• What is asked:
A – From the passage on the aggregate research and development amount, list every term that it says is defined in subsection 73B(1).
B – Carry on the passage on the aggregate research and development amount from its last paragraph, keeping its numbered-paragraph style.
----- Page -----
8.20 The 'aggregate research and development amount' is defined in the law (definition, subsection 73B(1)). In essence, it includes actual expenditures that relate to qualifying R & D activities, to the extent that they are taken into account or taken to be incurred in calculating deductions for the particular year. So the aggregate includes core technology expenditure, contracted expenditure, the one-third of total qualifying plant expenditure and building expenditure by reference to which a year's deductions are calculated, the amount of any deductions under Division 10D writing off the capital cost of a building or part of a building used for the purpose of carrying on R & D activities, and the whole of other qualifying R & D expenditure for the year.

8.21 Core technology is knowledge, or the product of applying knowledge, that is extended, continued, developed or completed as a result of R & D activities. It is core technology in relation to those R & D activities. (Subsection 73B(1AB); definitions, 'core technology', 'technology', subsection 73B(1))

8.22 Other provisions also affect the calculation of the 'aggregate research and development amount'. Pilot plant expenditure is reduced to a maximum of $10 million where construction of the plant began, or a contract for its acquisition or construction was entered into, before 19 August 1992 (subsection 73B(6)).

8.23 Advance R & D expenditure - in effect, certain prepayments covering a longer period than 13 months from the day the expenditure is incurred - will be taken to be incurred equally over the period to which it relates (subsection 73B(11), and definitions of 'advance R & D expenditure' and 'accelerated expenditure' in subsection 73B(1)).

8.24 Contracted expenditure is included in the 'aggregate research and development amount', but it is not affected by it, because contracted expenditure is deductible regardless of the aggregate amount (subsection 73B(13)).

8.25 The effect of the proposed amendments relating to overseas R & D activities should be noted. R & D expenditure related to overseas R & D activities will count towards the aggregate only to the extent to which the expenditure is deductible in that year. This is consistent with the other aspects of the definition of the 'aggregate research and development amount', which includes R & D expenditure only as and to the extent to which it is deductible as such.

8.26 Any excess deduction over 100 per cent proportionately reduces as the expenditure to which the deduction relates is not at risk (section 73CA). Core technology expenditure is expenditure on getting core technology or the right to use core technology; for purposes of R & D activities. That expenditure is only deductible at 100 per cent (subsection 73B(12)).

8.27 Under the proposed amendments qualifying R & D expenditure over $20,000 for the 1994-95 and later years of income may be deductible at the highest possible rate of 150 per cent. The 'deduction acceleration factor' will be omitted from the definitions in subsection 73B(1) because it will not be used to determine the amount of the deduction allowable. [Item 11 of Schedule 4; definition of 'deduction acceleration factor' in subsection 73B(1)]

8.28 Instead, the Bill will amend subsection (14) and (15)(a) by omitting 'the deduction acceleration factor in relation to the company in relation to the year of income' and substituting '1.5'. The amendment will allow qualifying R & D expenditure, incurred in the 1994-95 and later years of income, to be multiplied by 1.5, where the 'aggregate research and development amount' is more than $20,000, to determine the amount of the allowable deduction.
----- Given material -----
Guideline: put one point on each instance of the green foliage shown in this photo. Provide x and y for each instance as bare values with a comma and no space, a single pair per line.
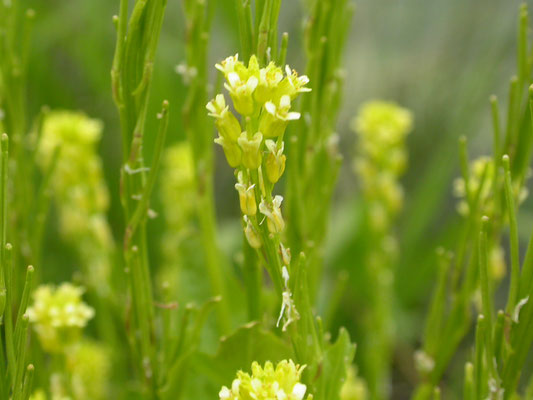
162,273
-----
• Answers to each task:
A –
- 'aggregate research and development amount'
- 'core technology'
- 'technology'
- 'advance R & D expenditure'
- 'accelerated expenditure'
- 'deduction acceleration factor'

B –
8.29 This expenditure will continue to be subject to the risk provisions of section 73CA, and the risk rules precluding deductions for expenditure to government bodies if the expenditure is not at risk (section 73CB). [Item 14 and 15 of Schedule 4; amended subsections 73B(14) and (15)(a)]

Other amendments

8.30 Certain other provisions will be amended as a consequence of the elimination of the shading-in provisions and the removal of the definition of 'deduction acceleration factor' from the definitions in subsection 73B(1). Changes will be made to replace the reference to 'deduction acceleration factor' with '1.5', which will be the rate that certain expenditure will be multiplied by to determine the deductible amount.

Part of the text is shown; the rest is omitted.